Exercise objective — Give back all the data exactly, line by line.

Records for the task —
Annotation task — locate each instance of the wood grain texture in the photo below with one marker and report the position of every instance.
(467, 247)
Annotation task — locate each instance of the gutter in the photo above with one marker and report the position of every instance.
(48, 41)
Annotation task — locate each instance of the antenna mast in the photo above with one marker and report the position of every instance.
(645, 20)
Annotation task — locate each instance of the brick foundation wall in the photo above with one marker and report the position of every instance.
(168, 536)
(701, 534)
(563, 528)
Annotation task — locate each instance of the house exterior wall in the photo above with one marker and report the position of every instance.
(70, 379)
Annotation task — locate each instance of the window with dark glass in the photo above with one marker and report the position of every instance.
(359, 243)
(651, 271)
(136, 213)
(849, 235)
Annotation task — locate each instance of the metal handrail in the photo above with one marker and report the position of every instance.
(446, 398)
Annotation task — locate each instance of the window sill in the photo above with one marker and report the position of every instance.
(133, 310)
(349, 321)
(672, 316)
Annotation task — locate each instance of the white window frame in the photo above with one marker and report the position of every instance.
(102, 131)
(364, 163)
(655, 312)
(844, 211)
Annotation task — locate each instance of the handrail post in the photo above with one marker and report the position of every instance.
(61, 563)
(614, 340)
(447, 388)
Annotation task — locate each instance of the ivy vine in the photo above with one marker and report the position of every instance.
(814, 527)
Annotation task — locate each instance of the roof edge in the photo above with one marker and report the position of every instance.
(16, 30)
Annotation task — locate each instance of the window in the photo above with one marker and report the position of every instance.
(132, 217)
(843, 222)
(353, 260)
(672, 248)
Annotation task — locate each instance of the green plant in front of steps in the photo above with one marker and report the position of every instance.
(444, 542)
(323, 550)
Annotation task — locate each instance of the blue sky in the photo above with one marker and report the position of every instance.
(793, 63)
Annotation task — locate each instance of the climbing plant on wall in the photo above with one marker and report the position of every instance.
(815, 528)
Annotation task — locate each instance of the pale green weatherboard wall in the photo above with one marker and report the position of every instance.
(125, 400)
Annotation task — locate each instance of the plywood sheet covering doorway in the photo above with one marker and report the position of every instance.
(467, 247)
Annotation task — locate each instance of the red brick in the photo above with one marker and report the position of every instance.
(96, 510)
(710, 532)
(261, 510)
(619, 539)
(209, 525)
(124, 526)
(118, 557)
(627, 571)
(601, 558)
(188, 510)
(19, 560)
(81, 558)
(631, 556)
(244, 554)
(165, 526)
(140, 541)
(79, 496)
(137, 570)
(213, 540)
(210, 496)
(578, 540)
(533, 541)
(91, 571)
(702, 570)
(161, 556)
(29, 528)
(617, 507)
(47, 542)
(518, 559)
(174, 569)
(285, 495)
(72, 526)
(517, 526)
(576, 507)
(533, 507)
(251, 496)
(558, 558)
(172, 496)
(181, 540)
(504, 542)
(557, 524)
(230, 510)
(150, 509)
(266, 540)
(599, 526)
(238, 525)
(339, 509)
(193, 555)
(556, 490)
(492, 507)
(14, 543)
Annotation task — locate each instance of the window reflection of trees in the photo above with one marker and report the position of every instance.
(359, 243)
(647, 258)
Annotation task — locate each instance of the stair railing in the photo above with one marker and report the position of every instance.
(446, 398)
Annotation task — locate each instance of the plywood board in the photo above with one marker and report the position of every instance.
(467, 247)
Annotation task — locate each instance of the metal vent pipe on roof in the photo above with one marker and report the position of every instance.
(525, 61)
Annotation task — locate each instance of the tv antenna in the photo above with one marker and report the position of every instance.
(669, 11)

Exercise solution —
Annotation task — locate each instance of the wood grain texture in the photo below with one marker and report the position of every instance.
(467, 247)
Annotation task — locate each instance of the gutter in the photo above with one marker and report the position of every instance.
(48, 41)
Annotation task — locate each instance of the antenna mast in the photo above with one marker and report the position of every instance.
(645, 20)
Annotation task — locate each instance of the brick foundation wall in the photo above with one marker and report the position of every instance.
(168, 536)
(701, 534)
(563, 528)
Annotation task — locate each instance of the house exterior wall in the photo above with one marker and report the position of every instance.
(70, 379)
Annotation task — locate each instance of the window with dark glass in the photo above with one marker and report the position of every instance.
(359, 243)
(651, 271)
(136, 213)
(849, 235)
Annotation task — locate each instance of the metal handrail in the photo above with one marker and report the position of every instance.
(446, 398)
Annotation task — locate each instance of the window sill in the photo above with one marker and report the position of every instance.
(133, 310)
(349, 321)
(672, 316)
Annotation task — locate each instance of the white window frame in the photo above with one marker and report the position of every instance.
(102, 131)
(364, 163)
(655, 312)
(844, 211)
Annotation task — locate each instance of the handrail post in the photo above with one marker and report the position of every instance.
(61, 563)
(614, 340)
(447, 388)
Annotation task — locate each instance of the ivy vine in the photo above with one marker and report the position of every instance.
(814, 527)
Annotation task — locate each instance of the roof edge in the photo above with one marker and report the position of every instance.
(16, 30)
Annotation task — locate each instance of the window in the photo above with one marker and report the position of every instance.
(132, 217)
(843, 222)
(353, 260)
(672, 248)
Annotation task — locate each instance of the green plant in front of steps in the photo above with one marker and report the position of every instance.
(444, 542)
(323, 550)
Annotation task — locate each instance of the blue sky in the photo above with one marker and report the position of every instance.
(793, 63)
Annotation task — locate each instance of the climbing plant on wall in the photo above with one marker and report the position of every instance.
(815, 528)
Annotation task — locate each instance of the pale green weatherboard wall in the photo above with one marker and report the position of every instance.
(125, 400)
Annotation task — locate each instance of the plywood sheet covering doorway in the photo above with one marker and report the position of every instance.
(467, 247)
Annotation task — locate each instance of the red brick in the photo above with one marker and report the position of every instance.
(96, 510)
(710, 532)
(261, 510)
(619, 539)
(209, 525)
(124, 526)
(118, 557)
(627, 571)
(601, 558)
(188, 510)
(19, 560)
(81, 558)
(631, 556)
(244, 554)
(165, 526)
(140, 541)
(79, 496)
(137, 570)
(213, 540)
(210, 496)
(578, 540)
(533, 541)
(91, 571)
(702, 570)
(161, 556)
(29, 528)
(617, 507)
(47, 542)
(518, 559)
(174, 569)
(285, 495)
(72, 526)
(517, 526)
(576, 507)
(533, 507)
(251, 496)
(558, 558)
(172, 496)
(181, 540)
(504, 542)
(557, 524)
(230, 510)
(150, 509)
(266, 540)
(599, 526)
(238, 525)
(339, 509)
(193, 555)
(556, 490)
(492, 507)
(14, 543)
Annotation task — locate each instance of the window reflection of trees in the photo above with one marker and report the position of every instance.
(359, 243)
(647, 258)
Annotation task — locate each instance of the stair railing in the photo above with one marker and report the position of every instance.
(446, 398)
Annotation task — locate each instance of the plywood board in the photo above with one marker and report the position of every instance.
(467, 247)
Annotation task — locate each instance of the metal vent pipe on roof in the photo above with one marker and report the position of every instance.
(525, 61)
Annotation task — locate each instance of the tv antenna in the photo above with one marker and report the position of every instance.
(669, 11)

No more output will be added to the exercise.